Oddly enough, this whole multiplayer facet is almost hidden within the game. The press materials mention it, which is the only reason I knew where to look, but Traffic Jams doesn’t go out of its way to introduce the feature in-game or show you where to find it. I couldn’t access it until I noticed a little ‘MP’ tab in each city’s folder.
Similarly, the game is supposed to feature online leaderboards. If you figure out how to reach those, please let me know.
Try Traffic in Cairo, Hotshot!
Traffic Jams is very close to the game it could be, but it’s held back by a few issues. The frame rate is choppy. I played the game on a Quest 2, and I could see the vehicles’ framerates dropping so severely that they were ghosting. I can’t imagine it’ll play any better on a Quest 1. The game also suffers from long loading times when starting a level or at the end of it. A rapid fix to make Traffic Jams immediately better would be to have a quick-loading retry/menu option at the end of each game. Again, I can’t imagine that this is any better on a Quest 1.

The other problem is Dennis, your little interactive ‘buddy.’ Dennis is annoying. It doesn’t help that I still can’t tell whether this is due to his incessant gyrations or a voiceover so overdone as to sound like racist parody. Dennis is mainly there to be spotted or gestured at during missions to fulfill some achievements. He’s like a Where’s Waldo that you’re forced to play during the game to get achievements and provides a few cutscenes that you can replay later if you’re a complete sadomasochist.
I don’t like Dennis.
Easy Rider
Despite some technical and UI design issues, Traffic Jams is an easy game to recommend and a great new addition to the Quest library. It’s got a fun premise and a light-hearted execution that challenges the player along a well-paced difficulty curve.
------------------------------------
Reproduce verbatim the stretch of the Traffic Jams review from "The other problem" up to and including "well-paced difficulty curve.".

**INFORMATION SUPPLIED:**
------------------------------------
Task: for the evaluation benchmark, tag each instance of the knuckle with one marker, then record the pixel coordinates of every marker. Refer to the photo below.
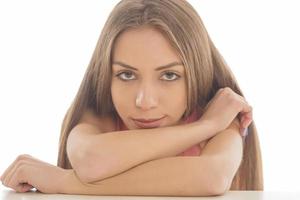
------------------------------------
**SOLUTION BELOW:**
The other problem is Dennis, your little interactive ‘buddy.’ Dennis is annoying. It doesn’t help that I still can’t tell whether this is due to his incessant gyrations or a voiceover so overdone as to sound like racist parody. Dennis is mainly there to be spotted or gestured at during missions to fulfill some achievements. He’s like a Where’s Waldo that you’re forced to play during the game to get achievements and provides a few cutscenes that you can replay later if you’re a complete sadomasochist.
I don’t like Dennis.
Easy Rider
Despite some technical and UI design issues, Traffic Jams is an easy game to recommend and a great new addition to the Quest library. It’s got a fun premise and a light-hearted execution that challenges the player along a well-paced difficulty curve.